• _WORK TO BE COMPLETED_: Put every line of the listing below into a Markdown table with the columns "Row" and "Line", numbering the rows in order and skipping blank lines. Leave the pictures out of the table.

• _RECORDED DATA_:
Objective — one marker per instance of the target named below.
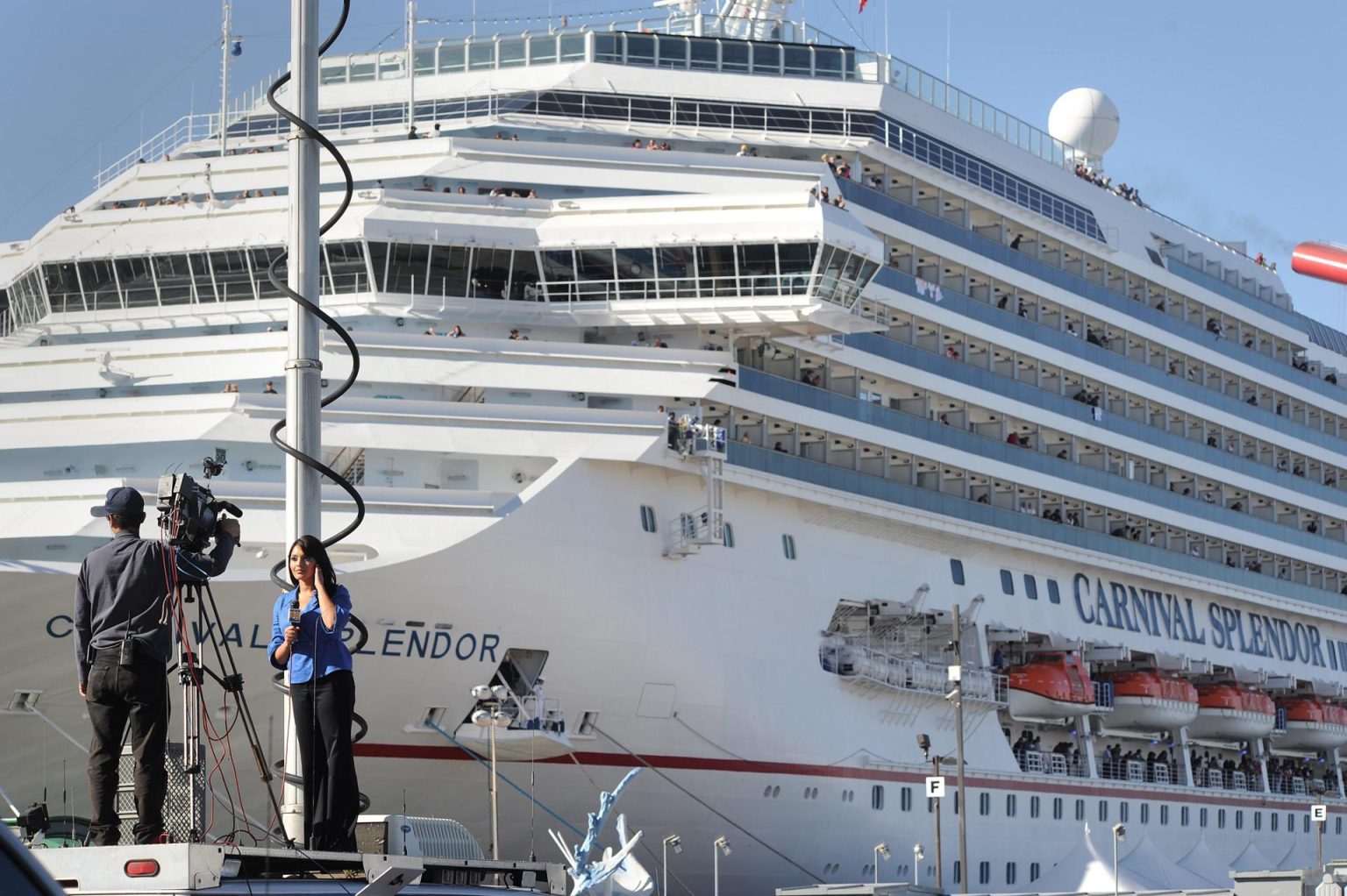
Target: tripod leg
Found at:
(233, 682)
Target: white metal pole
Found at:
(1115, 864)
(496, 820)
(411, 65)
(224, 75)
(302, 366)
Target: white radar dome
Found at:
(1085, 119)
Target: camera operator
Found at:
(123, 645)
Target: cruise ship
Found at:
(713, 368)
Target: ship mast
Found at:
(224, 73)
(303, 366)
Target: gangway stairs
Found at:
(703, 444)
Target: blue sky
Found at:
(1231, 120)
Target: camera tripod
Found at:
(190, 677)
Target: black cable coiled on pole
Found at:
(351, 346)
(322, 316)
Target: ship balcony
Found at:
(804, 303)
(696, 439)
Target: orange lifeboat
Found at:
(1323, 260)
(1233, 713)
(1050, 686)
(1148, 700)
(1312, 724)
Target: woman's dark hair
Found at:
(314, 549)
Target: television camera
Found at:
(189, 514)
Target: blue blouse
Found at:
(317, 645)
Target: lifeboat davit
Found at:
(1050, 686)
(1148, 700)
(1233, 713)
(1321, 260)
(1312, 724)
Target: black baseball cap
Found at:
(122, 500)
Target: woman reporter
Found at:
(322, 693)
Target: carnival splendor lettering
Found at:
(1178, 619)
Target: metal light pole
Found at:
(302, 366)
(721, 845)
(958, 729)
(411, 65)
(676, 843)
(924, 744)
(880, 849)
(490, 717)
(1120, 835)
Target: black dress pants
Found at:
(116, 695)
(324, 713)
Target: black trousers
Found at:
(324, 713)
(116, 695)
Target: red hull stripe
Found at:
(748, 767)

• _ANSWER TO THE PROBLEM_:
| Row | Line |
|---|---|
| 1 | Objective — one marker per instance of the target named below. |
| 2 | Target: tripod leg |
| 3 | Found at: |
| 4 | (233, 682) |
| 5 | Target: white metal pole |
| 6 | Found at: |
| 7 | (1115, 864) |
| 8 | (496, 820) |
| 9 | (411, 65) |
| 10 | (224, 75) |
| 11 | (302, 366) |
| 12 | Target: white radar dome |
| 13 | Found at: |
| 14 | (1085, 119) |
| 15 | Target: camera operator |
| 16 | Found at: |
| 17 | (123, 645) |
| 18 | Target: cruise ship |
| 19 | Found at: |
| 20 | (713, 368) |
| 21 | Target: ship mast |
| 22 | Found at: |
| 23 | (224, 73) |
| 24 | (303, 366) |
| 25 | Target: gangway stairs |
| 26 | Found at: |
| 27 | (703, 444) |
| 28 | Target: blue sky |
| 29 | Found at: |
| 30 | (1231, 120) |
| 31 | Target: camera tripod |
| 32 | Found at: |
| 33 | (190, 677) |
| 34 | Target: black cable coiled on pole |
| 35 | Found at: |
| 36 | (351, 346) |
| 37 | (322, 316) |
| 38 | Target: ship balcony |
| 39 | Found at: |
| 40 | (804, 303) |
| 41 | (696, 439) |
| 42 | Target: orange lifeboat |
| 43 | Found at: |
| 44 | (1323, 260) |
| 45 | (1233, 713) |
| 46 | (1050, 686) |
| 47 | (1148, 700) |
| 48 | (1312, 724) |
| 49 | Target: woman's dark hair |
| 50 | Found at: |
| 51 | (314, 549) |
| 52 | Target: television camera |
| 53 | Found at: |
| 54 | (189, 514) |
| 55 | Target: blue blouse |
| 56 | Found at: |
| 57 | (317, 645) |
| 58 | Target: lifeboat davit |
| 59 | Found at: |
| 60 | (1050, 686) |
| 61 | (1148, 700) |
| 62 | (1233, 713) |
| 63 | (1321, 260) |
| 64 | (1312, 724) |
| 65 | Target: black baseball cap |
| 66 | Found at: |
| 67 | (122, 500) |
| 68 | Target: woman reporter |
| 69 | Found at: |
| 70 | (322, 693) |
| 71 | Target: carnival splendor lettering |
| 72 | Found at: |
| 73 | (1178, 619) |
| 74 | Target: metal light pole |
| 75 | Found at: |
| 76 | (302, 366) |
| 77 | (721, 845) |
| 78 | (958, 729) |
| 79 | (411, 65) |
| 80 | (676, 843) |
| 81 | (924, 744) |
| 82 | (880, 849) |
| 83 | (490, 717) |
| 84 | (1120, 835) |
| 85 | Target: black dress pants |
| 86 | Found at: |
| 87 | (116, 695) |
| 88 | (324, 713) |
| 89 | Target: black trousers |
| 90 | Found at: |
| 91 | (324, 713) |
| 92 | (116, 695) |
| 93 | Target: red hull stripe |
| 94 | Found at: |
| 95 | (748, 767) |